If you’re anything like me, and the estimated 62% of Americans who drink coffee daily, you not only love the taste—you love the way your cup of joe makes you feel. From the increased focus to the mood boost, coffee’s simply the best.
Caffeine (the world’s most widely-used psychoactive drug) is a stimulant found in coffee, tea, soda, and chocolate. It can also be hiding in some medications and supplements, particularly weight control products. And, of course, in energy drinks, which can contain excessive amounts of caffeine.
According to the U.S. Food and Drug Administration, caffeine is generally safe in moderate amounts (under 400 milligrams daily) for healthy adults. Coffee, which is how the majority of us get our daily dose, typically contains 80 to 100 milligrams of caffeine per cup. A stronger brew will naturally contain more. Meanwhile, there’s anywhere from 40 to 250 milligrams of caffeine per 8 ounces in energy drinks.
Energy drinks also contain plant-based chemicals that have a stimulatory effect or build upon the available caffeine in the beverage, says James Giordano, Ph.D., a professor in the department of neurology and biochemistry at Georgetown University Medical Center, who warns against mixing coffee with other stimulants.
How does too much caffeine increase stress?
Once caffeine is absorbed in the bloodstream, it passes up to the brain where it blocks chemicals known as adenosines, which cause drowsiness. This increases activity in the brain that stimulates your central nervous system, activating your body’s stress response.
The result is a cascade of chemical reactions, including the release of adrenaline and cortisol (the stress hormone), that prepare your body for “fight or flight.” Not only do you feel more alert, your heart also beats faster, blood flow increases, and muscles tense—all of which can be helpful in small doses.
“Imagine muscles that are being prepped for sudden exertion but there’s nowhere to go. This translates into what we know as the jitters,” she explains. The increased blood flow and heart contractions can even lead to palpitations, which can feel like a panic attack.
It’s like adding fuel to the fire, according to Lina Begdache, Ph.D., a nutrition scientist and assistant professor of health and wellness studies at Binghamton University. “In small amounts caffeine can actually boost your mood,” she says. But if you exceed certain levels, it will increase (and prolong) the stress response past the point of being helpful.

▸ **What you have to do**: Return the exact wording of the caffeine article, starting with "If you’re anything" and going on through "amounts of caffeine.".

▸ **Available data**:
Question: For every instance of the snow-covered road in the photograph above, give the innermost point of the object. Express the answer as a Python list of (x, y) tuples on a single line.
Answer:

▸ **Your solution**:
If you’re anything like me, and the estimated 62% of Americans who drink coffee daily, you not only love the taste—you love the way your cup of joe makes you feel. From the increased focus to the mood boost, coffee’s simply the best.
Caffeine (the world’s most widely-used psychoactive drug) is a stimulant found in coffee, tea, soda, and chocolate. It can also be hiding in some medications and supplements, particularly weight control products. And, of course, in energy drinks, which can contain excessive amounts of caffeine.